▶ [Records from a collection]:
········

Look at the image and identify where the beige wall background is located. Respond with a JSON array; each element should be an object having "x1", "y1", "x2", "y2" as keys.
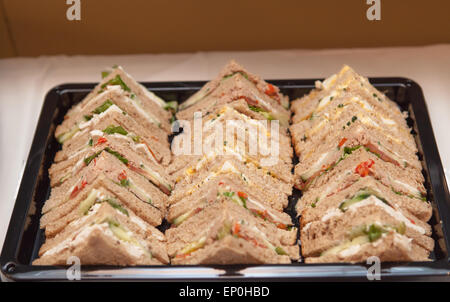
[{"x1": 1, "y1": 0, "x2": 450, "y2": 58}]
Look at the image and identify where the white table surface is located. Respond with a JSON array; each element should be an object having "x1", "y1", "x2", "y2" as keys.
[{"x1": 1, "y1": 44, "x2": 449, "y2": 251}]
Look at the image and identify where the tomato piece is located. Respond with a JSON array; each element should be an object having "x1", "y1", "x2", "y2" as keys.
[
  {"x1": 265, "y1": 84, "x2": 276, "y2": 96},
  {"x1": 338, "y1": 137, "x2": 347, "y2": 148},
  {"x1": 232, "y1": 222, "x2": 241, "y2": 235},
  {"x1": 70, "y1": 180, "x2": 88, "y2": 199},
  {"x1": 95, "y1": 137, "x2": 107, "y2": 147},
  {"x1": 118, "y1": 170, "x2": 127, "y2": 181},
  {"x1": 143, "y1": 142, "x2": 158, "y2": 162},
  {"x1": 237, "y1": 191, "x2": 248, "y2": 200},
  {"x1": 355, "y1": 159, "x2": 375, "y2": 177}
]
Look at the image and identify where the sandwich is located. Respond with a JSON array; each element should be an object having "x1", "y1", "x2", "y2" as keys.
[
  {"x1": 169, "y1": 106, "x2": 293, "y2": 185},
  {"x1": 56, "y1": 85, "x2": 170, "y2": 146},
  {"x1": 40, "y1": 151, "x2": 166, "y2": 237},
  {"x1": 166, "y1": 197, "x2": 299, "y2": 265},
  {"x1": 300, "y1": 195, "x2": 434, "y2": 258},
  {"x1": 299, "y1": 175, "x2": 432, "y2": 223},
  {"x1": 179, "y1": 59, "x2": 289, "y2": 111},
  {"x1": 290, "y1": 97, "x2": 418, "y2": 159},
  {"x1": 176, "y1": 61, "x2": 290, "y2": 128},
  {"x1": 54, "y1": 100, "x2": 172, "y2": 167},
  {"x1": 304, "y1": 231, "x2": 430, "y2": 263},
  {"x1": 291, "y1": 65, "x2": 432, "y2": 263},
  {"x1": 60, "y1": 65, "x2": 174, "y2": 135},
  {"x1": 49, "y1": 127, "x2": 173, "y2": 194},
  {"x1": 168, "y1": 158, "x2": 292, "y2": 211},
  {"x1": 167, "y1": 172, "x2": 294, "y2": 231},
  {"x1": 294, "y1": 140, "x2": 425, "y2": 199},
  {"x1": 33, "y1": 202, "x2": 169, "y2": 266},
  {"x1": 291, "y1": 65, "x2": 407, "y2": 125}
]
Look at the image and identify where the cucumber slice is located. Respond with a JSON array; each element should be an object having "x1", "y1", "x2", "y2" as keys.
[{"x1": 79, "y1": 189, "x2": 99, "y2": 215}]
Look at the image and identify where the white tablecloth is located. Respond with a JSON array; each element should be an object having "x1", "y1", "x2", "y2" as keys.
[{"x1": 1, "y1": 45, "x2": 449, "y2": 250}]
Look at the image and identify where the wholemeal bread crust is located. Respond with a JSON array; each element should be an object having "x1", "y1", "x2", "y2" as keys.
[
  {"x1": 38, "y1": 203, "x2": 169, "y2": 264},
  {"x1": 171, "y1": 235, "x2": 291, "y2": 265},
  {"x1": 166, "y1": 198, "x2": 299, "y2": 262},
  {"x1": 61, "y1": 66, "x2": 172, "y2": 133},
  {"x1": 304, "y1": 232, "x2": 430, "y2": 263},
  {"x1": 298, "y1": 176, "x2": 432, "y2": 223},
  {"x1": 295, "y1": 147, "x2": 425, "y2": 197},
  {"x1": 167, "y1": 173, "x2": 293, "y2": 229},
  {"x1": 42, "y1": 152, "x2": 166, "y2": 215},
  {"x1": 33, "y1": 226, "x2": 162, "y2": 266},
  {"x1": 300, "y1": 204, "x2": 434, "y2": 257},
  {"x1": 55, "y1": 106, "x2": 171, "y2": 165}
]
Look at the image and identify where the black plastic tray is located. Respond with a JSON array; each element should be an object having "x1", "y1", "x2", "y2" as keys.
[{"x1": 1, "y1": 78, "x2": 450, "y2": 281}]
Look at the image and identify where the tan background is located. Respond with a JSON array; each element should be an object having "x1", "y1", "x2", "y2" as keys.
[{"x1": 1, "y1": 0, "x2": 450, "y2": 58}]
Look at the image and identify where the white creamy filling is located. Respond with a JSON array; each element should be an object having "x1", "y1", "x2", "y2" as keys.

········

▶ [What to do]: Above are the records; transcribe them exactly without the pictures.

▶ [Solution for this exercise]:
Look at the image and identify where the beige wall background is located. Respond with a JSON array; each element should be an object having "x1", "y1", "x2", "y2" as keys.
[{"x1": 1, "y1": 0, "x2": 450, "y2": 58}]
Look at the image and identify where the white table surface is located. Respond with a JSON array; each element should be an object having "x1", "y1", "x2", "y2" as keys.
[{"x1": 1, "y1": 44, "x2": 449, "y2": 251}]
Look at the image and identify where the tomato piece is located. Respond with a JSON array; each element should be an object having "x1", "y1", "x2", "y2" as keys.
[
  {"x1": 265, "y1": 84, "x2": 276, "y2": 96},
  {"x1": 338, "y1": 137, "x2": 347, "y2": 148},
  {"x1": 232, "y1": 222, "x2": 241, "y2": 235},
  {"x1": 70, "y1": 180, "x2": 88, "y2": 199},
  {"x1": 95, "y1": 137, "x2": 107, "y2": 147},
  {"x1": 118, "y1": 170, "x2": 127, "y2": 181},
  {"x1": 143, "y1": 142, "x2": 158, "y2": 162},
  {"x1": 237, "y1": 191, "x2": 248, "y2": 200},
  {"x1": 355, "y1": 159, "x2": 375, "y2": 177}
]
Look at the image and identify where the sandwich is located. Respond with a JSON array; each element should be an object having "x1", "y1", "x2", "y2" as keys.
[
  {"x1": 169, "y1": 106, "x2": 293, "y2": 185},
  {"x1": 56, "y1": 85, "x2": 170, "y2": 146},
  {"x1": 40, "y1": 151, "x2": 166, "y2": 237},
  {"x1": 166, "y1": 197, "x2": 299, "y2": 265},
  {"x1": 300, "y1": 195, "x2": 434, "y2": 258},
  {"x1": 299, "y1": 175, "x2": 432, "y2": 223},
  {"x1": 179, "y1": 59, "x2": 289, "y2": 111},
  {"x1": 290, "y1": 97, "x2": 418, "y2": 159},
  {"x1": 176, "y1": 61, "x2": 290, "y2": 128},
  {"x1": 54, "y1": 100, "x2": 172, "y2": 167},
  {"x1": 304, "y1": 231, "x2": 430, "y2": 263},
  {"x1": 291, "y1": 65, "x2": 432, "y2": 263},
  {"x1": 60, "y1": 65, "x2": 174, "y2": 135},
  {"x1": 49, "y1": 127, "x2": 173, "y2": 194},
  {"x1": 168, "y1": 158, "x2": 292, "y2": 211},
  {"x1": 167, "y1": 172, "x2": 294, "y2": 231},
  {"x1": 294, "y1": 140, "x2": 425, "y2": 199},
  {"x1": 33, "y1": 202, "x2": 169, "y2": 266},
  {"x1": 291, "y1": 65, "x2": 407, "y2": 125}
]
Look at the image and identify where the cucumber slice is located. Respond with a JSON array; each element should be an object having "x1", "y1", "x2", "y2" as keys.
[{"x1": 79, "y1": 189, "x2": 99, "y2": 215}]
Look at the image and identify where the white tablecloth is located. Respond with a JSON array; each element should be an object having "x1", "y1", "x2", "y2" as keys.
[{"x1": 1, "y1": 45, "x2": 449, "y2": 250}]
Look at the image and identify where the wholemeal bread crust is located. Respond with a JSON array; each element should be an object having "x1", "y1", "x2", "y2" as keys.
[
  {"x1": 38, "y1": 203, "x2": 169, "y2": 264},
  {"x1": 171, "y1": 235, "x2": 291, "y2": 265},
  {"x1": 166, "y1": 198, "x2": 299, "y2": 262},
  {"x1": 61, "y1": 66, "x2": 172, "y2": 133},
  {"x1": 304, "y1": 232, "x2": 430, "y2": 263},
  {"x1": 298, "y1": 176, "x2": 432, "y2": 223},
  {"x1": 295, "y1": 147, "x2": 425, "y2": 197},
  {"x1": 167, "y1": 173, "x2": 293, "y2": 229},
  {"x1": 42, "y1": 152, "x2": 166, "y2": 215},
  {"x1": 33, "y1": 226, "x2": 162, "y2": 266},
  {"x1": 300, "y1": 204, "x2": 434, "y2": 257},
  {"x1": 55, "y1": 106, "x2": 171, "y2": 165}
]
Look at the image and identify where the black plastic tray is located. Respond with a JSON array; each element should be an object having "x1", "y1", "x2", "y2" as keys.
[{"x1": 1, "y1": 78, "x2": 450, "y2": 281}]
Look at the image and identify where the tan background is located. Respond with a JSON array; each element should be an object having "x1", "y1", "x2", "y2" as keys.
[{"x1": 1, "y1": 0, "x2": 450, "y2": 58}]
Look at the image and identify where the white creamy filling is located. Respond with a JSON array; each element should be an object having "x1", "y1", "x2", "y2" as keys.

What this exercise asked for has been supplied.